▶ _抜粋_

ニヒリズムの革命
鯛釣り草。別名けまん草。釣り気違いの夫にとっては、守護神のような花です。花の数を数えては、今年はたくさん釣れると喜んでおります。
「聞き流しておけ! 5年もたてば、誰もそんなことは問題にしなくなるさ」
ヘルマン・ラウシュニングは、その著『ニヒリズムの革命』の前書きで、ナチスが政権を握って間もない頃のドイツ政治のやり方に危惧を表明したさいに、内閣の重要メンバーの一人(非ナチ党員)にそう言われたことを伝えています。
一時はナチの幹部でもあったラウシュニングが長い間出版を差し控えていたこの本の刊行に踏み切ったのは、ドイツ国防軍のオーストリア侵入を見た後でした。
彼によると、「ナチスのエリート達は、だれ一人としてナショナリズムを、民族主義を、人種説を本気で信じてはいなかったのだ。」
「19世紀ヨーロッパの指導理念だった全国民の国家的統一の伝統を受け継ぐように見せたのは、ナチスのただの仮面にすぎず、真実はもっぱらこの理念を利用しただけで、それは、権力の基礎をかため、拡大して、すべてを破壊、解体するための手段であった」(訳者解説より)といいます。

▶ _データ部分_
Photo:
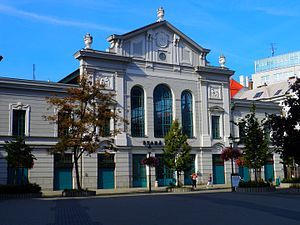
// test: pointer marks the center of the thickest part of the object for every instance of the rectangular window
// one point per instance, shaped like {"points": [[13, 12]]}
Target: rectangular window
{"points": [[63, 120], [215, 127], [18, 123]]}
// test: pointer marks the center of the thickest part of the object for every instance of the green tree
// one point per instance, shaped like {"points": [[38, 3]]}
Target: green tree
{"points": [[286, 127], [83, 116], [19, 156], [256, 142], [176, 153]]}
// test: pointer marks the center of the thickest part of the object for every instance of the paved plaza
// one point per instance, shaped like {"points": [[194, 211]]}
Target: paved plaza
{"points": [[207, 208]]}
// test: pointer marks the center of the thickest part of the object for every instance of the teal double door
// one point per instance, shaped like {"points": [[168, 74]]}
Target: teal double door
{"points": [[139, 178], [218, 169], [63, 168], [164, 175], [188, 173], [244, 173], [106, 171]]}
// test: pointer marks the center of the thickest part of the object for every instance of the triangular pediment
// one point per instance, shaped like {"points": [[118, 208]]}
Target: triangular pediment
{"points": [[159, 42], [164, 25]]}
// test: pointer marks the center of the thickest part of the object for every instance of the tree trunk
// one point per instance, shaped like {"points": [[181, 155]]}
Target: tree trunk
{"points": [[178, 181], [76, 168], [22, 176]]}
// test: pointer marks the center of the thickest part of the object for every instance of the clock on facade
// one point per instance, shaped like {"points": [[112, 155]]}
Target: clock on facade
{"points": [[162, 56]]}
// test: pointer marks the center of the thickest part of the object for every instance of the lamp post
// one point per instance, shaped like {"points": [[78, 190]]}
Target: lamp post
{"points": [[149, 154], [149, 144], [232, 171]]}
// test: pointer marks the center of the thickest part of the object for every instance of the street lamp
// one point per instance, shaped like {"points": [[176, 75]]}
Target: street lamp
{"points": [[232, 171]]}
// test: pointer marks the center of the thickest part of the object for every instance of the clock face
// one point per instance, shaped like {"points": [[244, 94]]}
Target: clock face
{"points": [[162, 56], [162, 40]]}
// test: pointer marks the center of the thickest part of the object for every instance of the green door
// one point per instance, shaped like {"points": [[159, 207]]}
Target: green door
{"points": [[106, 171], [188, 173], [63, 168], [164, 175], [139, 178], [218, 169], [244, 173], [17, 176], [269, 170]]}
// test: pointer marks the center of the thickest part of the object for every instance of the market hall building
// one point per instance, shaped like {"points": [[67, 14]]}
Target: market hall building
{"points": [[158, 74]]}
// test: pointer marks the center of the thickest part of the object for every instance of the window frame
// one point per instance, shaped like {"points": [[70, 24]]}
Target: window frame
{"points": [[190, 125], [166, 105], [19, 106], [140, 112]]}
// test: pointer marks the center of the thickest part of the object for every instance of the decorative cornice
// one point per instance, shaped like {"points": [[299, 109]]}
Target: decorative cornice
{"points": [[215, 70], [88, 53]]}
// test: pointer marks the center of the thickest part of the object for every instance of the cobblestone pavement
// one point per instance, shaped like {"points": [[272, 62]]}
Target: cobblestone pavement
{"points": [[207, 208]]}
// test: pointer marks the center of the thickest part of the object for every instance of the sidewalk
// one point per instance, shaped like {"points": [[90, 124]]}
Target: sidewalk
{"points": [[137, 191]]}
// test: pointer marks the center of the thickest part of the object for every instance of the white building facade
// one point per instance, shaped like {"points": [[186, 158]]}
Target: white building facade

* * *

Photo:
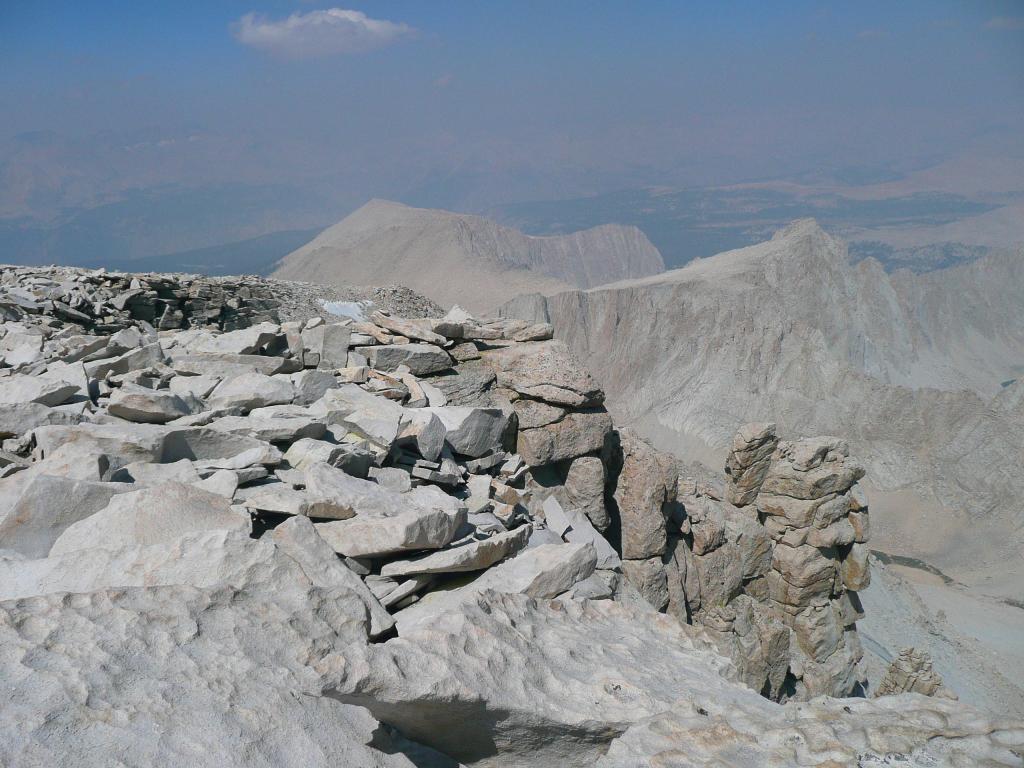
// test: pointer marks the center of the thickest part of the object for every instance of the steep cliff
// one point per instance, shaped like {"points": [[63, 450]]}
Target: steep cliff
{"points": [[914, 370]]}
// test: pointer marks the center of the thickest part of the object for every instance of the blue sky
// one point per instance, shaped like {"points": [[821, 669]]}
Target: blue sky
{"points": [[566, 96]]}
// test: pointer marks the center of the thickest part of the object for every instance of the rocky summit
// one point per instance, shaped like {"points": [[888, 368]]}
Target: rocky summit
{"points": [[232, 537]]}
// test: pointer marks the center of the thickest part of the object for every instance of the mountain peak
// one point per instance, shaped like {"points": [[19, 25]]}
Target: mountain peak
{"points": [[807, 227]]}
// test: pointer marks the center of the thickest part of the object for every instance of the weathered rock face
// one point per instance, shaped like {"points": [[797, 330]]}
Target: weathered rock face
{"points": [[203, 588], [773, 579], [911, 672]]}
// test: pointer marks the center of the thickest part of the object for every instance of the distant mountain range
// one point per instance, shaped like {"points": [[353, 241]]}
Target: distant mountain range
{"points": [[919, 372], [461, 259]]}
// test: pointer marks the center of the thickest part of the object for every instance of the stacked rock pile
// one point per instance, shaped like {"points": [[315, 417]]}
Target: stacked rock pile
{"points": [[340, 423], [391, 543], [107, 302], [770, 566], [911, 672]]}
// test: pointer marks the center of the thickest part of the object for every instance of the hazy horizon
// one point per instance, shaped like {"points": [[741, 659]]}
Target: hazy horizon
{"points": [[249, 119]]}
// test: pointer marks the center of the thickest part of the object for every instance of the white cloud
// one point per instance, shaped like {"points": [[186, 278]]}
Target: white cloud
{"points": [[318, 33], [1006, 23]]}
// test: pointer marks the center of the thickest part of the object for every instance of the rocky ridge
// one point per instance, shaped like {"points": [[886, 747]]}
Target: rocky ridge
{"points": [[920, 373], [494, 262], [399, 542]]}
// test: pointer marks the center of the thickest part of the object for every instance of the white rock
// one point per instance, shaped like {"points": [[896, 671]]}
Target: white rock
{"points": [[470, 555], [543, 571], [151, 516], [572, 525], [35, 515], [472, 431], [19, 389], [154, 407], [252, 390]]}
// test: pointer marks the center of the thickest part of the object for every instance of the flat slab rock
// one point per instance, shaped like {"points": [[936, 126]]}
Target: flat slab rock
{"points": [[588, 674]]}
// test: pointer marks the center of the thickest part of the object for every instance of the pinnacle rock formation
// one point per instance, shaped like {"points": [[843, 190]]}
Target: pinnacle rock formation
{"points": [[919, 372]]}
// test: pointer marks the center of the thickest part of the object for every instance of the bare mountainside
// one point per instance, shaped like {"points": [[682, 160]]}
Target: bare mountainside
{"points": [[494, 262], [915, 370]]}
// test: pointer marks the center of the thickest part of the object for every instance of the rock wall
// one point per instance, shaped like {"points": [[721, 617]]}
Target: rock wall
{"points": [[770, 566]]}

▶ _作業内容_
[a] ラウシュニングの本を紹介した抜粋にある次の一文は、英語でどう訳せますか。「一時はナチの幹部でもあったラウシュニングが長い間出版を差し控えていたこの本の刊行に踏み切ったのは、ドイツ国防軍のオーストリア侵入を見た後でした。」
[b] ナチスとラウシュニングの『ニヒリズムの革命』を扱った抜粋を、最後の文の後から書き足してもらえますか。
データ部分の行は、抜粋の内容とは関係がありません。

▶ _各課題の解答_
[a] It was only after seeing the Wehrmacht invade Austria that Rauschning, who had at one time been a Nazi leader himself, decided to publish this book, which he had long held back.

[b]
なんだか、小泉政治に通じますね。靖国参拝にしても、栗本慎一郎さんによると、首相になる前は誘っても乗らなかったといいますし。格別、理念や政策などないに等しく、そのためにワンフレーズ、丸投げ、という結果になるのでしょう。
でも、「死んでもいい」とたんかを切って、けんかだけは強い、という評判です。権力を保持、拡大することに命を燃やす、ということでしょうか。たしかに、行政改革の結果として、内閣総理大臣の権能は格段に強化されました。
ナチ・エリートという新しく出現した大衆エリートも、迅速・果敢な行動と冷徹で捨て身の覚悟をもって、従来のエリート達を凌駕していったのです。
ラウシュニングがナチスの国家運営に疑念を感じ始めた1933年は、同党が伝統的保守勢力と連立政府を樹立したときです。
その1月30日、ヒットラーを首班とする内閣が成立し、2月27日には有名な国会議事堂炎上事件が起こりました。この事件はもちろんナチスの「やらせ」だったわけですが、ヒトラーは共産党の一斉蜂起の合図だとして同党の弾圧に乗りだします。
ブレヒトが手術のために入院中の病院を抜け出して国外へ逃れたのも、この議事堂炎上の翌日のことです。
1月30日のヒトラーの権力掌握をラウシュニングは「連合クー・デター」と表現しています。もちろんこの連合とは、旧来の保守勢力とナチス党の連合のことです。保守勢力は選挙で第一党となったナチスを利用しようとして、その後逆に利用された上で排除されてしまいます。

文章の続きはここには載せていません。